▶ _Exercice court_
Traduisez en anglais cette phrase de l'extrait sur la requalification d'intérêts en dividendes : « La société décide donc d'introduire un recours en justice contre la décision de l'administration fiscale. »

▶ _Extrait présenté_
◆ ◆ ◆
Présentation des faits 1
Un docteur fait à une société dont il est l'associé-gérant un « quasi apport », sous la forme d'une cession de clientèle. Il reçoit en échange de ce « quasi-apport », la somme de 13 842 216 BEF. Cette somme est comptabilisée comme une somme à valoir par la société au crédit du compte courant entre la société et son associé-gérant. Le rapport du réviseur d'entreprises indique que le gérant de la société consent à ce que cette société rembourse ce prix de cession en fonction de ses disponibilités financières, ce qui implique dès lors un paiement différé de ce prix.
Par la suite, la société effectue des remboursements périodiques de la valeur d'acquisition de la clientèle (comptabilisés au débit du compte courant sous la rubrique « prélèvements »). La société inscrit, par ailleurs, ces remboursements en charges financières dans ses comptes de résultat, à savoir la somme de 680 000 BEF pour l'exercice d'imposition 2000 et une somme de 701 000 BEF pour l'exercice d'imposition 2001.
L'administration fiscale estime que les intérêts créditeurs dont la société s'est trouvée débitrice sur le solde de son compte courant envers son associé doivent être requalifiés en dividendes sur la base de l'article 18, 4°, du Code des impôts sur les revenus (CIR) 1992. Cet article dispose, en effet, que les dividendes comprennent les intérêts des avances, c'est-à-dire de tout prêt d'argent consenti par une personne physique à une société dont elle possède des actions ou parts ou par une personne à une société dans laquelle elle exerce un mandat ou des fonctions visés à l'article 32, alinéa 1er du CIR.
La société conteste la qualification en dividendes en indiquant que le gérant a accepté d'accorder à la société des délais de paiement de sa créance jusqu'à ce que sa situation financière le permette. L'octroi de ce délai de paiement ne peut, selon elle, être assimilé à un prêt d'argent. La société décide donc d'introduire un recours en justice contre la décision de l'administration fiscale.
La Cour d'appel donne raison à l'administration fiscale et estime que lorsqu'une personne a l'intention, parallèlement au transfert immédiat de la propriété d'un bien lui appartenant, fût-il immatériel, de laisser le remboursement du prix de vente à la disposition de la société durant un délai relativement long, par exemple parce qu'aucun délai contractuel de paiement n'est stipulé ou que la société ne possède pas de moyens financiers pour rembourser un emprunt, il peut être question d'un prêt d'argent et une requalification des intérêts en dividendes est possible.
◆ ◆ ◆
▶ _Données fournies_
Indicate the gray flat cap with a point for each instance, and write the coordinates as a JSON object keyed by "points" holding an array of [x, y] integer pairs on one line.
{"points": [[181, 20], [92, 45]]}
◆ ◆ ◆
▶ _Corrigé de l'exercice_
The company therefore decides to bring legal action against the tax authority's decision.